Patch "KVM: PPC: Book3S HV P9: Fix "lost kick" race" has been added to the 5.17-stable tree

[Date Prev][Date Next][Thread Prev][Thread Next][Date Index][Thread Index]

 



This is a note to let you know that I've just added the patch titled

    KVM: PPC: Book3S HV P9: Fix "lost kick" race

to the 5.17-stable tree which can be found at:
    http://www.kernel.org/git/?p=linux/kernel/git/stable/stable-queue.git;a=summary

The filename of the patch is:
     kvm-ppc-book3s-hv-p9-fix-lost-kick-race.patch
and it can be found in the queue-5.17 subdirectory.

If you, or anyone else, feels it should not be added to the stable tree,
please let <stable@xxxxxxxxxxxxxxx> know about it.
• • • •
EXERCISE SET ->
(1) Answer these questions using the stable-tree notice:
(a) To which stable tree was the patch added?
(b) What is the filename of the patch?
(c) In which subdirectory can the patch be found?
(2) Pick up the stable-tree notice about the "lost kick" race patch where it stops, and continue writing it.
The records that follow the stable-tree notice come from a separate source.

Records from a data source
• • • •
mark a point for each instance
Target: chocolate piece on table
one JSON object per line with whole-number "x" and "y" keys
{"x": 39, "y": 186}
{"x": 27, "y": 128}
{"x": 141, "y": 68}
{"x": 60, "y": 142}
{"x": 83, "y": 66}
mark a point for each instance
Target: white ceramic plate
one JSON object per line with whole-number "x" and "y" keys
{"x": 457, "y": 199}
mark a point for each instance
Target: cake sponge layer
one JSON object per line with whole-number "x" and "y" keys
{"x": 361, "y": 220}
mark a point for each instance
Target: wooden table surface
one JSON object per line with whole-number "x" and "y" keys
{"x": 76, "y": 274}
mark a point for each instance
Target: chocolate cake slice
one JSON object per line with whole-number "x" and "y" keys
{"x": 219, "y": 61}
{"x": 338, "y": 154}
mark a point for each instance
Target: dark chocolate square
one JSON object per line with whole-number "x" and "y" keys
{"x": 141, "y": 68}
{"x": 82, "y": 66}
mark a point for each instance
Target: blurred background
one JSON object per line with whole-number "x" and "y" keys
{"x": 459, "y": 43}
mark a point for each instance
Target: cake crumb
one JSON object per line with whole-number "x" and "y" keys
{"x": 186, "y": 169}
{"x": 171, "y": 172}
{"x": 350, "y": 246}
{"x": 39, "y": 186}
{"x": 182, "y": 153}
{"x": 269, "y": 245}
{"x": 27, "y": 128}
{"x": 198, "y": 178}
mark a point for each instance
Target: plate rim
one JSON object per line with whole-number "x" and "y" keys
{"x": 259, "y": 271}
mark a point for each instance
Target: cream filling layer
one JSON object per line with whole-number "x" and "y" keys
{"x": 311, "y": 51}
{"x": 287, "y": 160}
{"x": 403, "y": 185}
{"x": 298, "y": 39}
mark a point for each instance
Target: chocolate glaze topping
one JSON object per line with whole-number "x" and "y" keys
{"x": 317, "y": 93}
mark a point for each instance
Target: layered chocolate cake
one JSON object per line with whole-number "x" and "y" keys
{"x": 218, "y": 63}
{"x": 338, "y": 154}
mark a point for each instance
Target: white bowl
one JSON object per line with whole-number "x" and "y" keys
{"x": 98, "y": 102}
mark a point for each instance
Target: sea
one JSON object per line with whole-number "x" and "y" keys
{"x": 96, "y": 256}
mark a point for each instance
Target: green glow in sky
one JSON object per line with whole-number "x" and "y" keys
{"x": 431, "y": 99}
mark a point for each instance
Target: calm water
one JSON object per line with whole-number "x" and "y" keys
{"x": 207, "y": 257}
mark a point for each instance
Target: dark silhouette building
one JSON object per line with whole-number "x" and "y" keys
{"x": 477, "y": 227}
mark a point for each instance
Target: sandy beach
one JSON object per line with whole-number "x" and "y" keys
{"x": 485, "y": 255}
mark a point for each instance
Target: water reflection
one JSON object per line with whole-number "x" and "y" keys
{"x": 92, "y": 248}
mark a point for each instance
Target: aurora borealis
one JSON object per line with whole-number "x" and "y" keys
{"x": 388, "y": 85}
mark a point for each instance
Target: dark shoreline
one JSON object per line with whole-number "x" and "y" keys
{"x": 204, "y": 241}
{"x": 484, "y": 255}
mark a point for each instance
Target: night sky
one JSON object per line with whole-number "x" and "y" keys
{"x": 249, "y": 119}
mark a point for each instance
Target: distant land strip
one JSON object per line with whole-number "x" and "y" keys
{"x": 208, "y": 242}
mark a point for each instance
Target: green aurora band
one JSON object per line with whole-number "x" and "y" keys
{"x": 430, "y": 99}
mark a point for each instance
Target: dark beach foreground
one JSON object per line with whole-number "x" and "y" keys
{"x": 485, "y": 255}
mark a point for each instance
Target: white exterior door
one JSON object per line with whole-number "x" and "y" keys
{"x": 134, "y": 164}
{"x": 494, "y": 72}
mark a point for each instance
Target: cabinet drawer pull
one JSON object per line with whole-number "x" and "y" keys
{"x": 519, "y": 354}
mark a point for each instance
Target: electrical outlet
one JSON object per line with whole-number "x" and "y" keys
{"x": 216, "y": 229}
• • • •
RESPONSES TO THE TASKS ->
(1)
(a) The 5.17-stable tree.
(b) kvm-ppc-book3s-hv-p9-fix-lost-kick-race.patch
(c) The queue-5.17 subdirectory.

(2)
commit e213f462fb185a14779d2d787152903677b9a530
Author: Nicholas Piggin <npiggin@xxxxxxxxx>
Date:   Thu Mar 3 15:33:10 2022 +1000

    KVM: PPC: Book3S HV P9: Fix "lost kick" race
    
    [ Upstream commit c7fa848ff01dad9ed3146a6b1a7d3622131bcedd ]
    
    When new work is created that requires attention from the hypervisor
    (e.g., to inject an interrupt into the guest), fast_vcpu_kick is used to
    pull the target vcpu out of the guest if it may have been running.
    
    Therefore the work creation side looks like this:
    
      vcpu->arch.doorbell_request = 1;
      kvmppc_fast_vcpu_kick_hv(vcpu) {
        smp_mb();
        cpu = vcpu->cpu;
        if (cpu != -1)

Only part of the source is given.